**Actions to take**:
A. Quote the equal pay campaign text word for word, starting at "Shockingly, in 2012" and ending at "equality in the workplace.".
B. Pick up the equal pay campaign text after its final sentence and write what comes next.

[[ Text section, beginning ]]

Jo Swinson launches Lib Dem campaign to deliver equal pay in the workplace

jo swinson Alex Folkes/Fishnik PhotographyIn an email to party members, Jo Swinson, Lib Dem Minister for Consumer Affairs & Equalities, has launched a new campaign to deliver equal pay in the workplace:

Shockingly, in 2012 women were paid nearly 20% less than their male colleagues. It is an unacceptable difference and one the Liberal Democrats are determined to tackle.

Today [Friday] we’re announcing plans to require large companies to publish the difference in pay between male and female workers. This will create pressure from staff and customers to close any pay gap and deliver real equality in the workplace.

Unequal pay is a concern for both women and men. The principle of equality is one our party holds dear, and in practice women earning less reduces household budgets up and down the country. Over a lifetime the lost earnings can be tens of thousands of pounds.

So, I do hope you will add your name to our campaign to deliver equal pay in the workplace.

[[ Text section, end ]]
[[ Provided material, beginning ]]

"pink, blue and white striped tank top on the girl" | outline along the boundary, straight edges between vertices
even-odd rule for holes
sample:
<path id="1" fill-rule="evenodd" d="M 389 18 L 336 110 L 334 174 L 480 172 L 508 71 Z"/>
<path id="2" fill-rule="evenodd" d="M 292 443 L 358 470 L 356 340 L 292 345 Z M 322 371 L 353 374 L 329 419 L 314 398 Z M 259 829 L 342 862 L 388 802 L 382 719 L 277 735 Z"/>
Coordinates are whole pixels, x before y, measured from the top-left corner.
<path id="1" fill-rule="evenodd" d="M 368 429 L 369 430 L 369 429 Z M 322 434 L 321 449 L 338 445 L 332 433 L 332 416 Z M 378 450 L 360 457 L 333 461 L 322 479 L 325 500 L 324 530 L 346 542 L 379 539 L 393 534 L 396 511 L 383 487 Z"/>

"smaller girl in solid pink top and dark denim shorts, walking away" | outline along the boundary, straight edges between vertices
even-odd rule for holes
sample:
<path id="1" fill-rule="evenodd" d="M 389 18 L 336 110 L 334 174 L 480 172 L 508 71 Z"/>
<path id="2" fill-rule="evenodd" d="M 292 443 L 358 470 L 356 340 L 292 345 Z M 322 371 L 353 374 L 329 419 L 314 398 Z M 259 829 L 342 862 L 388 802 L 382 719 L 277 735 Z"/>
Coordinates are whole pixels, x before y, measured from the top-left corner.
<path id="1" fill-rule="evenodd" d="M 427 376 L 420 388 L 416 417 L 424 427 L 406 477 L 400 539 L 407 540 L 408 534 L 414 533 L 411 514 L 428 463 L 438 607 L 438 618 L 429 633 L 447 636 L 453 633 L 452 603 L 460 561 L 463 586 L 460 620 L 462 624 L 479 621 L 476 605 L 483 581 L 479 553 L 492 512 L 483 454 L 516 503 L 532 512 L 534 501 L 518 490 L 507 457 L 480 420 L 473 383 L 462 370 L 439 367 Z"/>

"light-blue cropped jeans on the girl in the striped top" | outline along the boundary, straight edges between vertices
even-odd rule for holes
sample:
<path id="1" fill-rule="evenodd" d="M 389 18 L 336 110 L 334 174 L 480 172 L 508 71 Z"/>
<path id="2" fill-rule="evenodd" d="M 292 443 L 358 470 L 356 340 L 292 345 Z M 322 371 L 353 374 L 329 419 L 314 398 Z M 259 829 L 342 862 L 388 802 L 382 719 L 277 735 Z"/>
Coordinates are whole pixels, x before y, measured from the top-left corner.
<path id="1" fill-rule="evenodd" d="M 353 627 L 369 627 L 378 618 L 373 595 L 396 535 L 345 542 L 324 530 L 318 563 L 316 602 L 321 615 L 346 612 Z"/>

[[ Provided material, end ]]

**Answer list**:
A.
Shockingly, in 2012 women were paid nearly 20% less than their male colleagues. It is an unacceptable difference and one the Liberal Democrats are determined to tackle.

Today [Friday] we’re announcing plans to require large companies to publish the difference in pay between male and female workers. This will create pressure from staff and customers to close any pay gap and deliver real equality in the workplace.

B.
The pay gap has several causes. In Government we are working to encourage wider career choices for young women so that they are not concentrated in lower paid roles and sectors of our economy. Our radical shake up of the workplace is aimed at ensuring flexible working is seen as the norm. It means that parents can share leave after a baby is born and will help deal with the element of the pay gap attributed to women having more time out of the labour market.

But part of the answer is about employers taking responsibility for their pay policies, and analysing any gaps that exist. Making large companies with over 250 employees publish the average pay of their male and female staff will create transparency about the gender pay gap. Women should be given the same opportunities and be properly rewarded for their work – it’s as simple as that.

You can sign up to the campaign here.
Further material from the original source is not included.